Detection annotation records
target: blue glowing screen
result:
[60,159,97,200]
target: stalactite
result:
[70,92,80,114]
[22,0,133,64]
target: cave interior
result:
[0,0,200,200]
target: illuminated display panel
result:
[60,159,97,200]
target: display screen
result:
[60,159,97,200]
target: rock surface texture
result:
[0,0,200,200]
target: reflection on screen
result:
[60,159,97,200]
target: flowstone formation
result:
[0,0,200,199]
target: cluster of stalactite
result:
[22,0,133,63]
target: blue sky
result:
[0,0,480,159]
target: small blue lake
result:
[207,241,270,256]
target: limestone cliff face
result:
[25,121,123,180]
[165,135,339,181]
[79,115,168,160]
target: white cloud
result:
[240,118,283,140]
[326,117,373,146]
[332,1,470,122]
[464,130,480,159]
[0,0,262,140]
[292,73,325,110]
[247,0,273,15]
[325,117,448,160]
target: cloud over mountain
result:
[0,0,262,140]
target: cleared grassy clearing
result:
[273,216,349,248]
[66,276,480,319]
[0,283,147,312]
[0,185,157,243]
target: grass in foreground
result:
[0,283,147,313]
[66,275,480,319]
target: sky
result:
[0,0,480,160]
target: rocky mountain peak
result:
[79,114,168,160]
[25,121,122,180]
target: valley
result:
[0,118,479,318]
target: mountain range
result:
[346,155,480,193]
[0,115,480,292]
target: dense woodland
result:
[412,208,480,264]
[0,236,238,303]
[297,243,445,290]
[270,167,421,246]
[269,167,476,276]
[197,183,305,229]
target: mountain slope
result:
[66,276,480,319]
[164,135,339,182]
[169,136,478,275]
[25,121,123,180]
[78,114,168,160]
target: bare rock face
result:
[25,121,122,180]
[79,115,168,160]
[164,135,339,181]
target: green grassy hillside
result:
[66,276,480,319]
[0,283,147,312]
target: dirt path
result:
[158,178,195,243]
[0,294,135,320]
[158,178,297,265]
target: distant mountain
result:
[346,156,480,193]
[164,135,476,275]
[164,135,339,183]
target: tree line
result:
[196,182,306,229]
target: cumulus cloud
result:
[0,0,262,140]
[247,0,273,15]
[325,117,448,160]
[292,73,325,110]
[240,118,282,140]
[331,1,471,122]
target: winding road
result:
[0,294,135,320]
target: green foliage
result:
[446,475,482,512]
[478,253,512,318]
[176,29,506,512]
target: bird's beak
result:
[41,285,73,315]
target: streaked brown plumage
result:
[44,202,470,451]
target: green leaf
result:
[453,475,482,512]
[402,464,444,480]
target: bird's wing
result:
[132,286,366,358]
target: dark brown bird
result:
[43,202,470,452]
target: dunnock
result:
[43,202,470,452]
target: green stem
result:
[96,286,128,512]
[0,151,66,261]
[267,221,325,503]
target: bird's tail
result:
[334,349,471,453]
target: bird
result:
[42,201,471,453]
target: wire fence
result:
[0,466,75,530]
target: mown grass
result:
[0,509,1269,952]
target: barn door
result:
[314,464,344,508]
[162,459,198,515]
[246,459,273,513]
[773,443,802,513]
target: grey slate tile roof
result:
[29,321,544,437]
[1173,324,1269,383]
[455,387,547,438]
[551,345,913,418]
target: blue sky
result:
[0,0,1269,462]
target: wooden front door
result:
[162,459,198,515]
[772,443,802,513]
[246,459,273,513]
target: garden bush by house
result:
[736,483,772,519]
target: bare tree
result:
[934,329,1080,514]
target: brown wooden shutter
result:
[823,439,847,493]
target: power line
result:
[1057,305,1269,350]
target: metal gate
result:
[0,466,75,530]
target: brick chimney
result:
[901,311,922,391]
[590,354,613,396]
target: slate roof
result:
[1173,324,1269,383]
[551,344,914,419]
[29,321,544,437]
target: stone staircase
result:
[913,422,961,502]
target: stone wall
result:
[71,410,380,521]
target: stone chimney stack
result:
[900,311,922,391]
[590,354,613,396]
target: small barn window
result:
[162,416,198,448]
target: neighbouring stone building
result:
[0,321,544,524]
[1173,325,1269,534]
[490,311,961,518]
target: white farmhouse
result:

**THE REQUEST**
Produce an exact copy of every entry above.

**ANSWER TO THE EXERCISE**
target: blue glowing screen
result:
[60,159,97,200]
target: stalactite
result:
[70,92,80,114]
[22,0,133,64]
target: cave interior
result:
[0,0,200,200]
target: illuminated display panel
result:
[60,159,97,200]
target: display screen
result:
[60,159,97,200]
target: rock surface texture
result:
[0,0,200,200]
target: reflection on screen
result:
[60,159,97,200]
target: flowstone formation
result:
[0,0,200,199]
target: cluster of stalactite
result:
[22,0,133,63]
target: blue sky
result:
[0,0,480,159]
target: small blue lake
result:
[207,241,270,256]
target: limestone cliff face
result:
[25,121,123,180]
[165,135,339,181]
[79,115,168,160]
target: white cloud
result:
[240,118,283,140]
[326,117,373,146]
[332,1,470,122]
[464,130,480,159]
[0,0,262,140]
[292,73,325,110]
[247,0,273,15]
[325,117,448,160]
target: cloud over mountain
result:
[0,0,262,140]
target: cleared grassy clearing
result:
[273,216,349,248]
[66,276,480,319]
[0,283,147,312]
[0,185,157,243]
target: grass in foreground
result:
[0,283,147,313]
[66,275,480,319]
target: sky
result:
[0,0,480,160]
target: rocky mountain peak
result:
[79,114,168,160]
[25,121,122,180]
target: valley
result:
[0,118,479,318]
target: mountain range
result:
[346,155,480,193]
[0,115,480,292]
target: dense woodland
result:
[412,208,480,264]
[0,236,238,303]
[297,243,445,290]
[270,167,421,246]
[269,167,476,276]
[197,183,305,229]
target: mountain slope
result:
[66,276,480,319]
[164,135,339,182]
[169,136,478,275]
[25,121,123,180]
[78,114,168,160]
target: bare rock face
result:
[25,121,122,180]
[79,115,168,160]
[164,135,339,181]
target: green grassy hillside
result:
[66,276,480,319]
[0,283,147,312]
target: dirt path
result:
[158,178,195,243]
[0,294,135,320]
[158,178,297,265]
target: distant mountain
result:
[346,156,480,193]
[164,135,476,275]
[164,135,339,183]
target: tree line
result:
[196,182,306,229]
target: cumulus cloud
result:
[0,0,262,140]
[247,0,273,15]
[325,117,448,160]
[292,73,325,110]
[240,118,282,140]
[331,1,471,122]
target: winding road
result:
[0,294,135,320]
target: green foliage
result:
[446,475,482,512]
[478,253,512,318]
[176,29,506,512]
target: bird's beak
result:
[41,285,73,315]
target: streaked brown plumage
result:
[44,202,470,451]
target: green leaf
result:
[453,475,482,512]
[402,464,444,480]
target: bird's wing
result:
[132,286,366,358]
target: dark brown bird
result:
[43,202,470,452]
target: dunnock
result:
[43,202,470,452]
target: green stem
result:
[96,286,128,512]
[0,151,66,261]
[267,221,325,503]
target: bird's tail
result:
[334,349,471,453]
target: bird
result:
[42,201,471,453]
target: wire fence
result:
[0,466,75,530]
target: mown grass
result:
[0,509,1269,952]
target: barn door
result:
[314,464,344,508]
[162,459,198,515]
[246,459,273,513]
[773,443,802,513]
target: grey slate tile roof
result:
[29,321,544,437]
[1173,324,1269,383]
[455,387,547,438]
[551,345,913,418]
target: blue sky
result:
[0,0,1269,462]
target: wooden front door
result:
[162,459,198,515]
[772,443,802,513]
[246,459,273,513]
target: garden bush by house
result:
[736,483,772,519]
target: bare tree
result:
[934,329,1080,514]
target: brown wooden shutter
result:
[823,439,847,493]
target: power line
result:
[1057,305,1269,350]
target: metal gate
result:
[0,466,75,530]
target: brick chimney
result:
[901,311,922,391]
[590,354,613,396]
target: slate roof
result:
[1173,324,1269,383]
[551,344,914,419]
[29,321,544,437]
target: stone staircase
result:
[913,422,961,502]
target: stone wall
result:
[71,410,380,521]
target: stone chimney stack
result:
[900,311,922,391]
[590,354,613,396]
target: small barn window
result:
[162,416,198,448]
target: neighbouring stone building
result:
[0,321,544,524]
[1173,325,1269,534]
[490,311,961,518]
target: white farmhouse
result:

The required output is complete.